Information shown ->
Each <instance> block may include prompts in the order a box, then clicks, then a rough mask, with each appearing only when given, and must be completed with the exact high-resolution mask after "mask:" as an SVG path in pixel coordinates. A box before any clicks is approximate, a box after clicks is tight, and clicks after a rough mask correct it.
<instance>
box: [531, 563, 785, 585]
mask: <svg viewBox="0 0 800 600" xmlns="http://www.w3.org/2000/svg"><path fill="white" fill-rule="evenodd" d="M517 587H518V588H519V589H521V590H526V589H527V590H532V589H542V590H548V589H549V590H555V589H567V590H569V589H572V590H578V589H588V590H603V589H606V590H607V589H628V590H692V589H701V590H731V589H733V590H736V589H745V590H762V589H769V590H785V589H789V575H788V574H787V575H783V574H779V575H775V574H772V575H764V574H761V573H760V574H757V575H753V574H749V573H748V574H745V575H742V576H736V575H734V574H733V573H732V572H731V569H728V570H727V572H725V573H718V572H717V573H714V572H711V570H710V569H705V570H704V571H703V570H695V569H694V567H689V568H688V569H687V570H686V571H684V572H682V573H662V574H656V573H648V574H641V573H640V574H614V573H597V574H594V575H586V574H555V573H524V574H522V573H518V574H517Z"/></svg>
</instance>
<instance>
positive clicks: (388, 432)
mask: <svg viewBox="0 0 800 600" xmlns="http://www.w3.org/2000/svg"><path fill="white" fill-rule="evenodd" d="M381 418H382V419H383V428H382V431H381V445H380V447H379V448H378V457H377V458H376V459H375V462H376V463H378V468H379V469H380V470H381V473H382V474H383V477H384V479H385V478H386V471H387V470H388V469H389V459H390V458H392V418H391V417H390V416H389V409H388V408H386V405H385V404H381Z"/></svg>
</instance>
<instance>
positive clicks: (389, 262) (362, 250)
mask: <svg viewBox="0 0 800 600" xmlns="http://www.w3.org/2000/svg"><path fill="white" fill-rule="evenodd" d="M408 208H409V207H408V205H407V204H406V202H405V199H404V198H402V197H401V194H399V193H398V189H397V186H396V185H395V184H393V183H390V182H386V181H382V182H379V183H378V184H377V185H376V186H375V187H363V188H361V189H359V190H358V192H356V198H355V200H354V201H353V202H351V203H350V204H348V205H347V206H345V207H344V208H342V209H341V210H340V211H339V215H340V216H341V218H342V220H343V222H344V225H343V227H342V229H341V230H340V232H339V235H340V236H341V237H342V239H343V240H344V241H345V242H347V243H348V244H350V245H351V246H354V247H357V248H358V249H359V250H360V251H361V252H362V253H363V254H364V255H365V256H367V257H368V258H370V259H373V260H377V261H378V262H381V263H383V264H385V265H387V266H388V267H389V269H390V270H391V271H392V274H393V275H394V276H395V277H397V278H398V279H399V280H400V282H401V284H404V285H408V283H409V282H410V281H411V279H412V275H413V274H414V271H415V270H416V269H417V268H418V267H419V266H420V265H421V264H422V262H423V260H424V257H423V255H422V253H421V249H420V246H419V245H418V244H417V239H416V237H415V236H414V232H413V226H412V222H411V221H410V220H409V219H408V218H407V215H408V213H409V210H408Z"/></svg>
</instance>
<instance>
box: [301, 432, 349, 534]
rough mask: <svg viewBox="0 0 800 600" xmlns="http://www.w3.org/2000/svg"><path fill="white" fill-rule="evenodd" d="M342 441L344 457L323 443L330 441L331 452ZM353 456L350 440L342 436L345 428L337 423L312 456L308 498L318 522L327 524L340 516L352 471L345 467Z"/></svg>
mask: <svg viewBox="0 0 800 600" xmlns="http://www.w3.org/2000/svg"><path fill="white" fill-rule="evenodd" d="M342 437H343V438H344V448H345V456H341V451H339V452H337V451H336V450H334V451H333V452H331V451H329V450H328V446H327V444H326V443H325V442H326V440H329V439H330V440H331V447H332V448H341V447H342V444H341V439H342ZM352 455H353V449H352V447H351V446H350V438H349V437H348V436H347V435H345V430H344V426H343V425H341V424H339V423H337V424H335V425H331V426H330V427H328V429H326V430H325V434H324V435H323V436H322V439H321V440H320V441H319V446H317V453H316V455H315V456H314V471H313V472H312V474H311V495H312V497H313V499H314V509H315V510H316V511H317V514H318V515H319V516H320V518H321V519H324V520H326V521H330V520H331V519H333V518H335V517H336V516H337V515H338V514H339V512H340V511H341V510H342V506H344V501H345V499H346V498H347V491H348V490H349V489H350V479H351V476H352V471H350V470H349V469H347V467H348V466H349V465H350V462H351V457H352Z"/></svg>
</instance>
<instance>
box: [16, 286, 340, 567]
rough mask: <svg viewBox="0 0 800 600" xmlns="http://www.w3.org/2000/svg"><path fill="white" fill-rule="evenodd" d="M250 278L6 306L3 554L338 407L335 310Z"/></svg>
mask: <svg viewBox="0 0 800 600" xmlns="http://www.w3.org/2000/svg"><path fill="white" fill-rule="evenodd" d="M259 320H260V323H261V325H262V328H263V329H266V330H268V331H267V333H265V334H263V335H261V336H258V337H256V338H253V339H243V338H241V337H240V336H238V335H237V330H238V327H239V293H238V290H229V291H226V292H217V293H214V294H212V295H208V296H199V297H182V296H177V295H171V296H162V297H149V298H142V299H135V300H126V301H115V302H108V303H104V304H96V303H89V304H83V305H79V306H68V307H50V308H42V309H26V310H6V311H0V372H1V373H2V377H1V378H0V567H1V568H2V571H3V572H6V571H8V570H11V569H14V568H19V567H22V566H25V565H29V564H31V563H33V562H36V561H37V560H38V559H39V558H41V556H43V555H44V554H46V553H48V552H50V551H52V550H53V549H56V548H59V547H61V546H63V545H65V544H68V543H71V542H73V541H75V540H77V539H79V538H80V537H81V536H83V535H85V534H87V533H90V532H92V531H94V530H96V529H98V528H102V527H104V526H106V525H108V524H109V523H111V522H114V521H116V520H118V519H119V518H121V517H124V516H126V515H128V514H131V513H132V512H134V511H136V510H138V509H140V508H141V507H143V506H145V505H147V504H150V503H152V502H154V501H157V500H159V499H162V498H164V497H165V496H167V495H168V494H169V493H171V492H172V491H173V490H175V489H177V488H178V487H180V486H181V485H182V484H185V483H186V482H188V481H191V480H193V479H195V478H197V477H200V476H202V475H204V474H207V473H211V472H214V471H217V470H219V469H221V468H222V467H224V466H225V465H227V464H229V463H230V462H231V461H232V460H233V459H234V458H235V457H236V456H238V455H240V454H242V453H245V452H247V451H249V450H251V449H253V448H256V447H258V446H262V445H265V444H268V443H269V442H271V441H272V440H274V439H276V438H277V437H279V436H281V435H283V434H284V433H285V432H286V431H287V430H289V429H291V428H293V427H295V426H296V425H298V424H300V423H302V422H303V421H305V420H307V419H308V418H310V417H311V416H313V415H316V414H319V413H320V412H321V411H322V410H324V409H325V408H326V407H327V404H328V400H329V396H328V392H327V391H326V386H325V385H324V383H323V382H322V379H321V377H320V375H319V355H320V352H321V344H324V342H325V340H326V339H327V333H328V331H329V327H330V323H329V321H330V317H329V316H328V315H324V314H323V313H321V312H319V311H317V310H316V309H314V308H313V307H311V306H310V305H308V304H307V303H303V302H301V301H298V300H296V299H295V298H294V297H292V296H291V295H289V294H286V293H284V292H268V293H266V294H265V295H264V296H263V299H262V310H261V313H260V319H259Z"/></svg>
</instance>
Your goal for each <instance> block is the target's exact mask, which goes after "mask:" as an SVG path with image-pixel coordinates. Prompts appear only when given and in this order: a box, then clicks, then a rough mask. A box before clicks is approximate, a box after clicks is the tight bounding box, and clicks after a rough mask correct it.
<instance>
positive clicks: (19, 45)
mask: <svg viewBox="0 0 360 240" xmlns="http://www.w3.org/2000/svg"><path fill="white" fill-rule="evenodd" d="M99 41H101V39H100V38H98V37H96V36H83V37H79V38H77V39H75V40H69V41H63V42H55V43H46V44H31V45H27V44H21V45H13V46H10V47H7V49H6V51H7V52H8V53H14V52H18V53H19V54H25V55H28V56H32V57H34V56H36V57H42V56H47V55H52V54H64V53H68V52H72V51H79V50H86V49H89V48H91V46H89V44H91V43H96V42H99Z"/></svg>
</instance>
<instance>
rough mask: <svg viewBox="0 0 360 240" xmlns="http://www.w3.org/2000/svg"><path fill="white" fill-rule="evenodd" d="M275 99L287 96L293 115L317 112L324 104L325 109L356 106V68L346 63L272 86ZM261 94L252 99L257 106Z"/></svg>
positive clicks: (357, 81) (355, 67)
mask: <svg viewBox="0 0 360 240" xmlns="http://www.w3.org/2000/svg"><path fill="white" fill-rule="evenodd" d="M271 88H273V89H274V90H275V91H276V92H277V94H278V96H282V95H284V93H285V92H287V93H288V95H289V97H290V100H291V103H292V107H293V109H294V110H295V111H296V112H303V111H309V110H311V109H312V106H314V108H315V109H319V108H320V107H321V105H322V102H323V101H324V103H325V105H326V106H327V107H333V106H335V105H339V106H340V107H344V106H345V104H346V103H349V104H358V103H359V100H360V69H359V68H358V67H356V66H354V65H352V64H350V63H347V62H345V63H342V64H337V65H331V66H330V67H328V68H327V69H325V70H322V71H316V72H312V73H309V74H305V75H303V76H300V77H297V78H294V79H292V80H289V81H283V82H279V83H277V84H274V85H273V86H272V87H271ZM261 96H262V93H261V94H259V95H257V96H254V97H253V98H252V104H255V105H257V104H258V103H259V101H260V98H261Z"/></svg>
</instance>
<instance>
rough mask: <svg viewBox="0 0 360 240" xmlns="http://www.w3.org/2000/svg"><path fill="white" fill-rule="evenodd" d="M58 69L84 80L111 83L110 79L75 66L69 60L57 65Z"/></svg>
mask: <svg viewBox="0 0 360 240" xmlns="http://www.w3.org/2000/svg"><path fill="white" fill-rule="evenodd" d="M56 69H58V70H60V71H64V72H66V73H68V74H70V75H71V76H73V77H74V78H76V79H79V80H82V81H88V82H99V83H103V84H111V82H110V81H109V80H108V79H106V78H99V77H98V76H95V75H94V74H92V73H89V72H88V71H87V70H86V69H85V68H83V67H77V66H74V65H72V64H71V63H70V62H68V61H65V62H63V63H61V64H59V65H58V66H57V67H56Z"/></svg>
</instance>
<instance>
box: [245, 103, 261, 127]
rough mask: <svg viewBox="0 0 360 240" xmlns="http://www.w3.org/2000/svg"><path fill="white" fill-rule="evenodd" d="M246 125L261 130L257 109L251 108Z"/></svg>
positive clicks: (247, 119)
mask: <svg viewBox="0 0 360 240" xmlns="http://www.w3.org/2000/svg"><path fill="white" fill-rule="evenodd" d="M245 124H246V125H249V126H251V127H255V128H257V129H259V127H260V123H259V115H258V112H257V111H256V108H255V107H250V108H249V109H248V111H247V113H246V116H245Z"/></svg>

Work task ->
Please update the lines from the start of the records through the line that contains "box: [531, 563, 785, 585]", replacing "prompts" with "cues" and leaving everything else unchanged. Give only those lines.

Answer to this problem ->
Each <instance> block may include cues in the order a box, then clicks, then a rough mask, with each appearing only when given, and must be completed with the exact high-resolution mask after "mask:" as an SVG path in pixel coordinates. A box before any clicks is approximate, a box after clicks is tight, and clicks after a rough mask correct it.
<instance>
box: [531, 563, 785, 585]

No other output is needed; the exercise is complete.